== GIVEN PROBLEM 1 ==
Edit the rows from the line containing "point: awning |" through the line containing "Target: stone archway", inclusive: replace "awning" with "canopy", leave everything else unchanged, and return only those lines.

== SELECTION ==
Fast Cars and Fine Wine

Lovers of high speeds will find kindred spirits at Spring Mountain Motorsports Ranch in Pahrump, which offers driving schools, racetrack rentals and space for events. Six miles of challenging track dish out endless challenges that help drivers hone their high-speed skills.

Fans of the iconic Corvette can get behind the wheel of one of these speedsters when attending the Ron Fellows Performance Driving School, held at Spring Mountain. The school offers classes for beginners and experienced racers.

End the day of exploring with a nice glass of locally sourced wine. The Pahrump Valley Winery (on the eastern edge of town) and the Sanders Family Winery (on the southern edge of town) each host daily wine tastings and informative tours of their respective properties. Discover the unique challenges and discoveries that come with wine-making in the Nevada desert.

Death Valley Days

Do you prefer endless mountain vistas to bright lights and colorful casinos? With a sprawling 3.4-million acres of desert and mountains, Death Valley National Park has a wealth of natural wonders to explore. As fortune would have it, visitors to Pahrump enter the park through its headquarters, known as the Furnace Creek Area. Park permits, maps and the latest informing about road conditions can all be found at the visitor center. Park Rangers are also on hand to field questions about activities and attractions.

Hiking in the park’s narrow Golden Canyon is a favorite activity, where golden-hued badlands await within. There are two options for hikers—a two-mile round trip or a four-mile loop that makes the return via Gower Gulch.

== GIVEN PROBLEM 2 ==
Answer these questions about the passage on Pahrump attractions:
(a) How many miles of track does Spring Mountain Motorsports Ranch have?
(b) Which two wineries host daily wine tastings?
(c) Through what does the four-mile Golden Canyon loop make its return?

== EXCERPTED DATA ==
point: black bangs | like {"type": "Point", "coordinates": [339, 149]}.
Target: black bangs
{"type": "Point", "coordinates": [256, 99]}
---
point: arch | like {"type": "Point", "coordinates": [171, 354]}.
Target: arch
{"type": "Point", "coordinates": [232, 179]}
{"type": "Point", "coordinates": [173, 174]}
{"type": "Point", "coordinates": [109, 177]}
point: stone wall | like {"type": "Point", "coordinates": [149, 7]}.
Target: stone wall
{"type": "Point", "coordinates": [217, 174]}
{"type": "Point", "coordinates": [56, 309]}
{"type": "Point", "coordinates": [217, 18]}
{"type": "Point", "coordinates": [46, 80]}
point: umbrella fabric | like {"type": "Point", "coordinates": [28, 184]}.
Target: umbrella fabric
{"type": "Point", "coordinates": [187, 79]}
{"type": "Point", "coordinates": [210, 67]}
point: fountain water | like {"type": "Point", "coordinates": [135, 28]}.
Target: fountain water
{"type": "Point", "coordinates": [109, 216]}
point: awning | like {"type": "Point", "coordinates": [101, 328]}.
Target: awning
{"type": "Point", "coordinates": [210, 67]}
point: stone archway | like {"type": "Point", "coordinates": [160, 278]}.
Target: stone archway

== FINAL RESULT 1 ==
point: canopy | like {"type": "Point", "coordinates": [101, 328]}.
Target: canopy
{"type": "Point", "coordinates": [210, 67]}
point: stone archway | like {"type": "Point", "coordinates": [160, 278]}.
Target: stone archway

== FINAL RESULT 2 ==
(a) Six miles.
(b) The Pahrump Valley Winery and the Sanders Family Winery.
(c) Gower Gulch.